:: WHAT TO WORK ON ::
Give a verbatim repeat of the lines that run from the line containing "# test: point to the distant" to the end of the data below.

** START EXERCISE MATERIAL **

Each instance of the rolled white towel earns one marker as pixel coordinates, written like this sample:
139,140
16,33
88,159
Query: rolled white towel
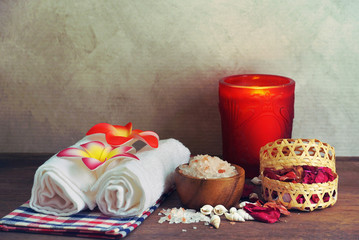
62,185
130,186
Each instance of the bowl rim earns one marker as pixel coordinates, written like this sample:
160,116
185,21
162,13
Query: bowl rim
240,174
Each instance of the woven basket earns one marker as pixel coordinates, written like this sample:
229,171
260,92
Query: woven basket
286,153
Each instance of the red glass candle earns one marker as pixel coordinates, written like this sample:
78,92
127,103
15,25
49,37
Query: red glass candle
255,109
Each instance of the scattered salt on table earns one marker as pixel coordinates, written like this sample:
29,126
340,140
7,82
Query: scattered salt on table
181,215
208,167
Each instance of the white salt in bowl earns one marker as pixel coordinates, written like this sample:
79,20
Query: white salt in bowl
195,192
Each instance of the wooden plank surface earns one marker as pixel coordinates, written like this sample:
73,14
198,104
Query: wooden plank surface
338,222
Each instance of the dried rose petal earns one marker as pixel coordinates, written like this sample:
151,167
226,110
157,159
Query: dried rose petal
263,214
283,210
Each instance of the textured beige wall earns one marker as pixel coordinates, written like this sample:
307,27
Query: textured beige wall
66,65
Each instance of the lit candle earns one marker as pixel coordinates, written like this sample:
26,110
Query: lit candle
255,109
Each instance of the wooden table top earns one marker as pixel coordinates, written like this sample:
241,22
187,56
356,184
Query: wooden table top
338,222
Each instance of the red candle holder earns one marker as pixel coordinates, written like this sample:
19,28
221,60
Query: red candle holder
255,109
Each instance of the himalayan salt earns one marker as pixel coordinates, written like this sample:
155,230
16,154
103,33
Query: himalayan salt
207,167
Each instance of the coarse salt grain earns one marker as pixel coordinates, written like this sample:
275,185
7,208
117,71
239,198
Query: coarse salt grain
208,167
181,215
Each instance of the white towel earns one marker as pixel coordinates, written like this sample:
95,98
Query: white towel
62,185
129,186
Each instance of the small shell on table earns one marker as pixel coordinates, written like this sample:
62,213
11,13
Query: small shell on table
215,221
219,210
206,209
234,217
232,210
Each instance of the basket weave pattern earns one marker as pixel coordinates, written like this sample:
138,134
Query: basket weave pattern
286,153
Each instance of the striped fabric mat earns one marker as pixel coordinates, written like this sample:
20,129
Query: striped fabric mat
83,224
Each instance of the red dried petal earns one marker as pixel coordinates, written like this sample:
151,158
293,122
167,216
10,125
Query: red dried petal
263,214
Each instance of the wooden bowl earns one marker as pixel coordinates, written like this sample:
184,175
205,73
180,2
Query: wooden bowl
196,192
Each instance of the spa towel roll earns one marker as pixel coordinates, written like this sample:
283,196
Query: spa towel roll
62,185
130,186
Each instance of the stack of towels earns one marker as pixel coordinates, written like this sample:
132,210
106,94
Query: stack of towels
124,187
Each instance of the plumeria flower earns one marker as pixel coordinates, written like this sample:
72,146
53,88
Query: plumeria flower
95,153
118,135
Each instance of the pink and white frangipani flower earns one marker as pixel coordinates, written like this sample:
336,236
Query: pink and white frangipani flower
118,135
95,153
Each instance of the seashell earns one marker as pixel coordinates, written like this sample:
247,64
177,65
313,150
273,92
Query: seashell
244,215
232,210
256,181
242,204
219,210
234,217
215,221
206,209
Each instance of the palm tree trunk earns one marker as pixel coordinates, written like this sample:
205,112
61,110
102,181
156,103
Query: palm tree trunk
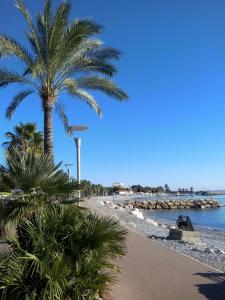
48,135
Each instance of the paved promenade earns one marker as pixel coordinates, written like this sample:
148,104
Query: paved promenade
152,272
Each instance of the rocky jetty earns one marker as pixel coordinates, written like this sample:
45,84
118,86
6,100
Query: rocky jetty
173,204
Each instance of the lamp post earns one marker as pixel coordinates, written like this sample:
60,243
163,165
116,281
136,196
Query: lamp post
78,145
68,170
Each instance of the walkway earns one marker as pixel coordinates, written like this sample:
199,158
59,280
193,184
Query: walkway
152,272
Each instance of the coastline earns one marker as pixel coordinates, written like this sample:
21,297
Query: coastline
210,251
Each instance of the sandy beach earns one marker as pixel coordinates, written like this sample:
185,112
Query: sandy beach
158,269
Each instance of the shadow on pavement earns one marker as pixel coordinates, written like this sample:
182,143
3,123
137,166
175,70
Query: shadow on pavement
214,290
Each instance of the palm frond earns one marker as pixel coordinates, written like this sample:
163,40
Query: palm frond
9,46
102,84
17,101
62,114
27,170
7,77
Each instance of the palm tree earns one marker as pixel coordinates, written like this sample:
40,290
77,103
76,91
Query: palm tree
25,137
65,57
61,252
31,170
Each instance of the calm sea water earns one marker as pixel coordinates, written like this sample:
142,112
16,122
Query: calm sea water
208,218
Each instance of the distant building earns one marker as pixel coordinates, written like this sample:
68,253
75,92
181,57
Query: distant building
119,184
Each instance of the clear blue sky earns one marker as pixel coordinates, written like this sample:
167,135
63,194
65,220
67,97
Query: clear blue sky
172,130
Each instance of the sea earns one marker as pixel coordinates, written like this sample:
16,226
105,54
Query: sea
213,218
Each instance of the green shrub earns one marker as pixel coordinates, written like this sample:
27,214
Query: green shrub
61,252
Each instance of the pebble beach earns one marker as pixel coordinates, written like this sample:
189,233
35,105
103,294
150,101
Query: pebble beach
210,250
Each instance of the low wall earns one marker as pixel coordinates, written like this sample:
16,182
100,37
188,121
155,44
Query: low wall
173,204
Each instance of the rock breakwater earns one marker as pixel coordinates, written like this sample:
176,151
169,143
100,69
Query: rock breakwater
173,204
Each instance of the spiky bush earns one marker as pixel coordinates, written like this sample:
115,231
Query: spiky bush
28,170
61,253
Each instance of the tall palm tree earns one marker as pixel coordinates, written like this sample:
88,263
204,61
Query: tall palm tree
25,137
61,252
64,57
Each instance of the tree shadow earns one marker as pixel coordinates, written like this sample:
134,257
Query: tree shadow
214,290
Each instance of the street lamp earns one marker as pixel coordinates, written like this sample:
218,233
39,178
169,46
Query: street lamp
68,170
71,129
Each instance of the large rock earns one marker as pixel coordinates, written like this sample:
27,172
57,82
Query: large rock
183,235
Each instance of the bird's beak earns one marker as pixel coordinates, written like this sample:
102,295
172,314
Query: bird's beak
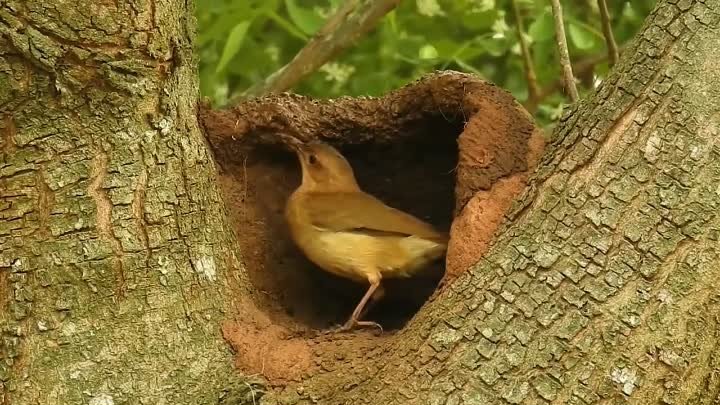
294,143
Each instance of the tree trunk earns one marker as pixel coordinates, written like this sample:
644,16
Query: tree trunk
114,266
602,287
117,259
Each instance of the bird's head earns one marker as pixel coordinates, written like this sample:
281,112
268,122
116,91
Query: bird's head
324,168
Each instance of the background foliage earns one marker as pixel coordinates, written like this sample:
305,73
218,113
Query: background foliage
241,42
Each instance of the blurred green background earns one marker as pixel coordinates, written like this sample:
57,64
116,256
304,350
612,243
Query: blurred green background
241,42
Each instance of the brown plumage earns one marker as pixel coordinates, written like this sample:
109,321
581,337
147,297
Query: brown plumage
353,234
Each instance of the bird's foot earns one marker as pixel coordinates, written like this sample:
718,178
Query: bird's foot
350,326
353,324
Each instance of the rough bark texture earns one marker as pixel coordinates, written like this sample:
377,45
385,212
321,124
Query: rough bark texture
114,262
114,247
604,286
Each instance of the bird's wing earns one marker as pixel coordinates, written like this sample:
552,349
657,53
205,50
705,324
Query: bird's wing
361,212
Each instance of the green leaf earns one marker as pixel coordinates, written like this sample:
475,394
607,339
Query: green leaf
428,52
233,44
305,19
542,29
581,37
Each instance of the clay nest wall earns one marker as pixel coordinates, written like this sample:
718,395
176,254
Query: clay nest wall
449,148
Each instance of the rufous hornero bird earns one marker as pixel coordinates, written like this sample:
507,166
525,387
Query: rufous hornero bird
352,234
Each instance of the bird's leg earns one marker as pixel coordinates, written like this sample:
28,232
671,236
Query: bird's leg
353,321
374,299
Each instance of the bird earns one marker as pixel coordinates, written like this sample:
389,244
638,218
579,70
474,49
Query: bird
352,234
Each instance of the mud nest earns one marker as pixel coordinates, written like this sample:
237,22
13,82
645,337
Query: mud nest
449,148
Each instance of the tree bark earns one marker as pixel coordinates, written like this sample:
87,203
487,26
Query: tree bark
603,285
600,288
114,267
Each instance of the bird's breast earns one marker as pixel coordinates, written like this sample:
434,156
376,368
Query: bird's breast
354,255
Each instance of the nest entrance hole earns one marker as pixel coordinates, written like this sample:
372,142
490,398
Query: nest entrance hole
414,173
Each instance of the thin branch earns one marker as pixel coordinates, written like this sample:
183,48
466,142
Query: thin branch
352,19
568,77
530,76
613,54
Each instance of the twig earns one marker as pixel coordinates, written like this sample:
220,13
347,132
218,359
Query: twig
613,54
530,76
568,77
581,67
352,19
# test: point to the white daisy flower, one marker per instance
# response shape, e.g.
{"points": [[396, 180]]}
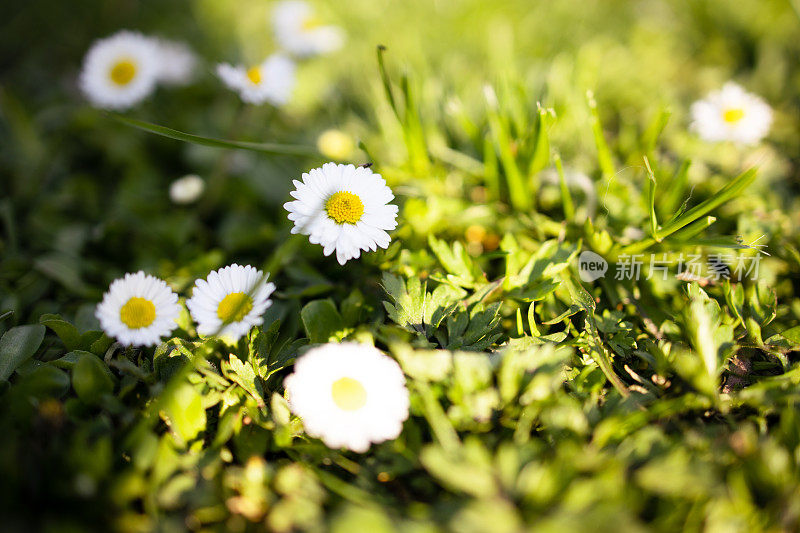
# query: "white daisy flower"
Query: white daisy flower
{"points": [[138, 310], [230, 301], [731, 114], [120, 71], [349, 395], [177, 62], [187, 189], [343, 208], [301, 33], [271, 81]]}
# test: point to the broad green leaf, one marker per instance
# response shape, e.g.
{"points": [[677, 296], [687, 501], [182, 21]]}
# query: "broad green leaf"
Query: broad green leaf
{"points": [[184, 413], [17, 346], [91, 378], [322, 321], [68, 333]]}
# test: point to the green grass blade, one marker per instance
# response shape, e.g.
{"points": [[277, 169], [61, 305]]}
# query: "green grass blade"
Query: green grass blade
{"points": [[730, 191], [387, 86], [264, 148], [604, 158], [651, 198], [541, 153], [654, 129], [566, 198], [521, 199], [597, 350], [675, 191]]}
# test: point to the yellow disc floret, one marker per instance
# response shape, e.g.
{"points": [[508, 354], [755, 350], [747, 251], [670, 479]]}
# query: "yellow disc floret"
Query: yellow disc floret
{"points": [[137, 313], [344, 207], [733, 115], [254, 75], [234, 307], [123, 72], [348, 394]]}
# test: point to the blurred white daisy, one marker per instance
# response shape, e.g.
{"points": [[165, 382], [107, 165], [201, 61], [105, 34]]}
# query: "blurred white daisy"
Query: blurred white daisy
{"points": [[187, 189], [299, 31], [731, 114], [230, 301], [343, 208], [120, 71], [138, 310], [177, 62], [271, 81], [349, 395]]}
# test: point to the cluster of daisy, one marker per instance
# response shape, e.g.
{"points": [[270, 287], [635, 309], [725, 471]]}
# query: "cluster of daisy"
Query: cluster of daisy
{"points": [[343, 208], [122, 70], [347, 394]]}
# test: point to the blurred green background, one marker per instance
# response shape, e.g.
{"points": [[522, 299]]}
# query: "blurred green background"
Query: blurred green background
{"points": [[84, 199]]}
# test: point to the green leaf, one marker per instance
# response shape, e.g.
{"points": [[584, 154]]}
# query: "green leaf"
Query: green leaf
{"points": [[91, 378], [595, 345], [651, 198], [518, 190], [17, 346], [457, 262], [243, 374], [322, 321], [264, 148], [603, 152], [728, 192], [46, 381], [68, 333], [184, 413]]}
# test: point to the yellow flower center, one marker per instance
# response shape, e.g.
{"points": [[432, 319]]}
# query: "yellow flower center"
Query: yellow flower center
{"points": [[311, 23], [348, 394], [137, 313], [344, 207], [733, 115], [123, 72], [254, 74], [234, 307]]}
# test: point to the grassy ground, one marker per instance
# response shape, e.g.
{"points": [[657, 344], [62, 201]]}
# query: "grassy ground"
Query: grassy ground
{"points": [[537, 400]]}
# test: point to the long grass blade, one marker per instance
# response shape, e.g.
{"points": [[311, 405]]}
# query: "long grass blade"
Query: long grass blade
{"points": [[264, 148]]}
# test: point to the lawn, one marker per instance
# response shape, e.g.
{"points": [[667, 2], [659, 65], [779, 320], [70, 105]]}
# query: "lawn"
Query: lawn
{"points": [[400, 266]]}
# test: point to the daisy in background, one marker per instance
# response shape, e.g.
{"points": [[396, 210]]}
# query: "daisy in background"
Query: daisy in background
{"points": [[120, 71], [350, 395], [177, 62], [271, 81], [138, 310], [731, 114], [343, 208], [230, 301], [186, 190], [299, 32]]}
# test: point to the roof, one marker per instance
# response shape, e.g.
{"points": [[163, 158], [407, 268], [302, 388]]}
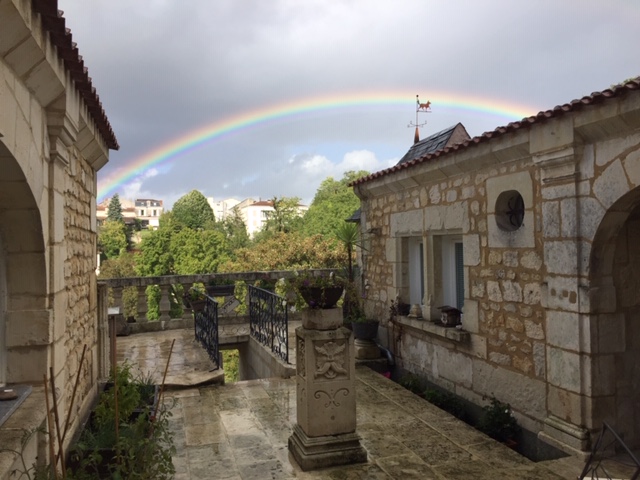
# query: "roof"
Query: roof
{"points": [[54, 23], [431, 144], [557, 111]]}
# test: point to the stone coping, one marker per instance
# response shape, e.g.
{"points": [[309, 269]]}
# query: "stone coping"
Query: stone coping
{"points": [[447, 333], [30, 415]]}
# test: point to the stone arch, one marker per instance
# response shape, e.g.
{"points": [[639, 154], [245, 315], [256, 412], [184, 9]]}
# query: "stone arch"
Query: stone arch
{"points": [[23, 272], [614, 327]]}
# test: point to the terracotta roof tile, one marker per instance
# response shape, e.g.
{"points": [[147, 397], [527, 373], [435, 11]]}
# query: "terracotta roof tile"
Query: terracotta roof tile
{"points": [[54, 23], [594, 98]]}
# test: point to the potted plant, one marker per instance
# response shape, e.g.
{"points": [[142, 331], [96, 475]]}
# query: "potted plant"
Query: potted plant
{"points": [[318, 291], [127, 435], [220, 288], [195, 298], [498, 422]]}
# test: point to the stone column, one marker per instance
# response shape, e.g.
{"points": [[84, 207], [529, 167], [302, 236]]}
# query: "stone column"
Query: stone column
{"points": [[567, 367], [325, 432]]}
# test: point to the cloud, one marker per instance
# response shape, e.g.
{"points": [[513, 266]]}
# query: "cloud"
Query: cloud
{"points": [[164, 68]]}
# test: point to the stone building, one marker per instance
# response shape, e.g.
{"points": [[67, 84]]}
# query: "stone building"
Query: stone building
{"points": [[54, 137], [531, 229]]}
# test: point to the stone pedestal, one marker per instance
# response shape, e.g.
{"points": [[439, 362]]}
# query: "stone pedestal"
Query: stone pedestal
{"points": [[325, 433]]}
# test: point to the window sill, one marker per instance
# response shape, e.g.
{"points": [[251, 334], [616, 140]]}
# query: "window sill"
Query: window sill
{"points": [[448, 333]]}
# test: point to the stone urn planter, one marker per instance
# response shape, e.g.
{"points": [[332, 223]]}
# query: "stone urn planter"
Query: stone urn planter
{"points": [[367, 330], [321, 297]]}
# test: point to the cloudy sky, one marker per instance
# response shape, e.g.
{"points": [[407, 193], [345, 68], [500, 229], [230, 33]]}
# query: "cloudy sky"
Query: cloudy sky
{"points": [[260, 98]]}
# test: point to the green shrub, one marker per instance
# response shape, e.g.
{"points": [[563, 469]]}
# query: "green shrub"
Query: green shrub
{"points": [[447, 401], [142, 445], [498, 422], [411, 382]]}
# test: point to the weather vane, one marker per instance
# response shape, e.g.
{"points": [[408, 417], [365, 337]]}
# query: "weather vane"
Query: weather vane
{"points": [[420, 108]]}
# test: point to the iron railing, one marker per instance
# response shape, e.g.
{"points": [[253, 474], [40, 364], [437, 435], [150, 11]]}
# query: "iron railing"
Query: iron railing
{"points": [[269, 322], [609, 457], [206, 329]]}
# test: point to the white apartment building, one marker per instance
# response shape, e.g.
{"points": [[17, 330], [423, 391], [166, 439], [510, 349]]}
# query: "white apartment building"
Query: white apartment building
{"points": [[147, 210], [222, 208]]}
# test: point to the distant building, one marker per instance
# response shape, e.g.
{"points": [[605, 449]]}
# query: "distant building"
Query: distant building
{"points": [[146, 210]]}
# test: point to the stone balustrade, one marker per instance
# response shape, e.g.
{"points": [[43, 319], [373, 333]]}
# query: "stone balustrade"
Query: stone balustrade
{"points": [[164, 283]]}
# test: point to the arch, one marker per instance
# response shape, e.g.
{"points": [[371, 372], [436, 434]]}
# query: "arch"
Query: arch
{"points": [[614, 319], [23, 271]]}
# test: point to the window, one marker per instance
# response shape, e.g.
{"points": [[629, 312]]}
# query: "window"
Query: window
{"points": [[452, 271], [416, 270], [3, 294], [510, 211]]}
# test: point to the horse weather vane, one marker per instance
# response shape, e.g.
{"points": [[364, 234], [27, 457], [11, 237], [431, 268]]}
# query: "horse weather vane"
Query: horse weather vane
{"points": [[420, 108]]}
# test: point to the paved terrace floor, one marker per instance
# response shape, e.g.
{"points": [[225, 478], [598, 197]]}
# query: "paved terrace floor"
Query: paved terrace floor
{"points": [[239, 431]]}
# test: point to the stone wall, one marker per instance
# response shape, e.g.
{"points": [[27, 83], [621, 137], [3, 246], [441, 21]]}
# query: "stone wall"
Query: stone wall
{"points": [[80, 286], [50, 151], [550, 304]]}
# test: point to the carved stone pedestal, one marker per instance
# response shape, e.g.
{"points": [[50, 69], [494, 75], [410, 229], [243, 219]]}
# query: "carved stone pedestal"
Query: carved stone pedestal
{"points": [[325, 434]]}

** END EXERCISE MATERIAL **

:: FINAL RESULT ::
# test: point to the distant building, one marker per instance
# response shape, e.g.
{"points": [[605, 449]]}
# query: "distant building"
Query: distant building
{"points": [[146, 210]]}
# test: point to the stone balustrade, one marker per instance
# response shape, e.g.
{"points": [[43, 319], [373, 333]]}
# query: "stone balustrade"
Query: stone balustrade
{"points": [[164, 283]]}
# test: point to the arch, one marker per instance
# response shape, e.g.
{"points": [[371, 372], [436, 434]]}
# query: "arch"
Query: arch
{"points": [[614, 319], [23, 271]]}
# test: point to the window, one marker per instance
# response shape, e.g.
{"points": [[629, 312]]}
# query: "window"
Query: window
{"points": [[452, 271], [416, 270], [3, 294], [510, 211]]}
# test: point to the horse weather vane, one marker per instance
# response shape, e.g.
{"points": [[364, 234], [27, 457], [11, 237], [431, 268]]}
# query: "horse weather vane"
Query: horse weather vane
{"points": [[420, 108]]}
# test: point to the paved terrace floor, one marker per instance
# response shape, e.g.
{"points": [[225, 478], [598, 197]]}
# query: "paved terrace floor"
Query: paved terrace floor
{"points": [[239, 431]]}
# test: point to the stone wall, one marker per instance
# response shape, e.g.
{"points": [[27, 83], [621, 137], [3, 246], [441, 21]]}
# query: "stone wall"
Query: stone wall
{"points": [[80, 286], [50, 151], [550, 304]]}
# test: point to the carved stone pedestal, one marker per instance
# response shape, e.g.
{"points": [[50, 69], [494, 75], [410, 229], [243, 219]]}
# query: "carved stone pedestal"
Query: carved stone pedestal
{"points": [[325, 434]]}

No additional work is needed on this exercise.